**PROBLEMS TO SOLVE:**
(a) In the essay on under-powered studies, duplicate the passage starting at "David Manheim" and ending at "potentially available data.".
(b) In the essay on under-powered studies, why does the author say the safety and efficacy of treatments for sufficiently rare diseases are difficult to ensure in the typical manner?
(c) Take the essay on under-powered studies further, picking up from where it stops.

**PROVIDED TEXT:**
The good, the bad, and the appropriately under-powered

David Manheim
Jan 23, 2017 · 2 min read

Many quantitative studies are good — they employ appropriate methodology, have properly specified, empirically valid hypotheses registered before data collection, then collect sufficient data transparently and appropriately. Others fail at one or more of these hurdles. But a third category also exists; the appropriately under-powered. Despite doing everything else right, many properly posed questions cannot be answered with the potentially available data.

Two examples will illustrate this point. It is difficult to ensure the safety and efficacy of treatments for sufficiently rare diseases in the typical manner, because the total number of cases can be insufficient for a properly powered clinical trial. Similarly, it is difficult to answer a variety of well-posed, empirical questions in political science, because the number of countries to be used as samples is limited.

What are the options for dealing with this phenomenon? (Excepting the old unacceptable standby of p-hacking, multiple comparisons, etc. and hope the journal publishes the study anyways.) I think there are three main ones, none of which are particularly satisfactory

  1. Don’t try to answer these questions empirically, use other approaches.
    If data cannot resolve the problem to the customary “standard” of p<0.05, then use qualitative approaches or theory driven methods instead.

**RECORDS SHOWN:**
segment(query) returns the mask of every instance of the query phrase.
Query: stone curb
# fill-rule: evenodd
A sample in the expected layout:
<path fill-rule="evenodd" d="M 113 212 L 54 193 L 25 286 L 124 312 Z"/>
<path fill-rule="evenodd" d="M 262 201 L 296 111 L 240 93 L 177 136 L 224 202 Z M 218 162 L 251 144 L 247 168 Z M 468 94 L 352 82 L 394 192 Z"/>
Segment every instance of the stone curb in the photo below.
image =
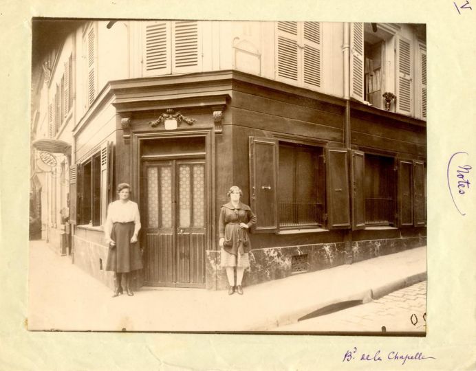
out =
<path fill-rule="evenodd" d="M 379 299 L 382 296 L 385 296 L 390 293 L 400 290 L 400 289 L 408 287 L 409 286 L 411 286 L 426 280 L 426 272 L 420 272 L 380 286 L 369 288 L 369 289 L 366 289 L 358 293 L 349 295 L 348 294 L 339 297 L 330 299 L 326 302 L 316 303 L 316 305 L 318 306 L 308 306 L 305 308 L 301 308 L 299 309 L 290 311 L 290 312 L 287 313 L 277 315 L 273 318 L 268 317 L 261 324 L 255 324 L 255 325 L 252 326 L 248 330 L 257 332 L 272 330 L 279 332 L 279 327 L 297 323 L 299 318 L 329 305 L 350 300 L 362 300 L 363 304 L 369 303 L 373 300 Z"/>

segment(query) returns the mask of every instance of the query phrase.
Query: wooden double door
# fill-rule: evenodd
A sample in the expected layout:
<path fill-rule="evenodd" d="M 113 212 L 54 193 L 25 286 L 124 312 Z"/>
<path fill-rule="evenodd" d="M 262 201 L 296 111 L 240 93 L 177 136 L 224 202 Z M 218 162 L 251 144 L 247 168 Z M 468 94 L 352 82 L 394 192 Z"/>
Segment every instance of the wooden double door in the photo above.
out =
<path fill-rule="evenodd" d="M 202 157 L 142 161 L 146 286 L 204 287 L 205 170 Z"/>

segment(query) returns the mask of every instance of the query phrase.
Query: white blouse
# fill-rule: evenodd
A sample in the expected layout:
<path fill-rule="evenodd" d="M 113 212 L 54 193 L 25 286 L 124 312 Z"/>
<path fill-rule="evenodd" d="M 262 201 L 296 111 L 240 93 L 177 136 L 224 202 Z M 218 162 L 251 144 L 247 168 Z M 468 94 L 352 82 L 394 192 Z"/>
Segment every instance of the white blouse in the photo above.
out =
<path fill-rule="evenodd" d="M 106 223 L 104 226 L 104 233 L 106 241 L 108 243 L 111 240 L 112 225 L 116 222 L 134 222 L 134 234 L 137 236 L 140 229 L 140 215 L 137 203 L 130 200 L 126 203 L 117 200 L 109 203 L 107 207 Z"/>

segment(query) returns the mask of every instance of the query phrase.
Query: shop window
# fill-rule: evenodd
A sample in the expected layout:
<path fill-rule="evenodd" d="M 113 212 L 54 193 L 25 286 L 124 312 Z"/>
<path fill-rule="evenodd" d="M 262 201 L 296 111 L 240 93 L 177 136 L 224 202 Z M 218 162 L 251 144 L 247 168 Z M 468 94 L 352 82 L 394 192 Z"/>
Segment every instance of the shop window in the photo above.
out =
<path fill-rule="evenodd" d="M 250 203 L 257 232 L 348 228 L 347 152 L 250 137 Z"/>
<path fill-rule="evenodd" d="M 364 188 L 365 225 L 393 225 L 395 171 L 393 159 L 365 155 Z"/>
<path fill-rule="evenodd" d="M 422 161 L 352 151 L 353 229 L 426 225 Z"/>
<path fill-rule="evenodd" d="M 143 76 L 182 74 L 201 70 L 199 22 L 145 22 L 142 30 Z"/>
<path fill-rule="evenodd" d="M 313 89 L 322 87 L 319 22 L 276 23 L 276 78 Z"/>
<path fill-rule="evenodd" d="M 279 144 L 278 199 L 280 227 L 324 223 L 322 148 Z M 319 161 L 321 160 L 321 161 Z"/>
<path fill-rule="evenodd" d="M 113 199 L 112 148 L 112 144 L 105 143 L 100 151 L 70 168 L 71 223 L 98 226 L 105 221 Z"/>

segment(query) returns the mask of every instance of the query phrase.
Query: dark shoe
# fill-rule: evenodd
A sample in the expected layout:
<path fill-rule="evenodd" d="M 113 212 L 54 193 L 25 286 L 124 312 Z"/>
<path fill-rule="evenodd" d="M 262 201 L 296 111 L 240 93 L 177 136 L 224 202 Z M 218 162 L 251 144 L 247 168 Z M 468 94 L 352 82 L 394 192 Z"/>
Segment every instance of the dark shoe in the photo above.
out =
<path fill-rule="evenodd" d="M 114 293 L 113 294 L 112 297 L 116 297 L 116 296 L 119 296 L 122 293 L 122 288 L 119 289 L 119 287 L 116 286 L 116 290 L 114 290 Z"/>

**ANSWERS FOR EACH ITEM:**
(a)
David Manheim
Jan 23, 2017 · 2 min read

Many quantitative studies are good — they employ appropriate methodology, have properly specified, empirically valid hypotheses registered before data collection, then collect sufficient data transparently and appropriately. Others fail at one or more of these hurdles. But a third category also exists; the appropriately under-powered. Despite doing everything else right, many properly posed questions cannot be answered with the potentially available data.

(b) The total number of cases can be insufficient for a properly powered clinical trial.

(c)
  2. Estimate the effect and show that it is statistically non-significant.
    This will presumably be interpreted as the effect having a small or insignificant practical effect, despite the fact that that isn’t how p-values work.
  3. Do a Bayesian analysis with comparisons of different prior beliefs to show how the posterior changes.
    This will not alter the fact that there is too little data to convincingly show an answer, and is difficult to explain. Properly uncertain prior beliefs will show that the answer is still uncertain after accounting for the new data, but will perhaps shift the estimated posterior slightly to the right, and narrow the distribution.

At the end of the day, we are left with the unsatisfying conclusion that some questions are not well suited to this approach, and when being honest we should not claim that the scientific or empirical evidence should shift people’s opinions much. That’s OK.

Unless, perhaps, someone out there has clearer answers for me?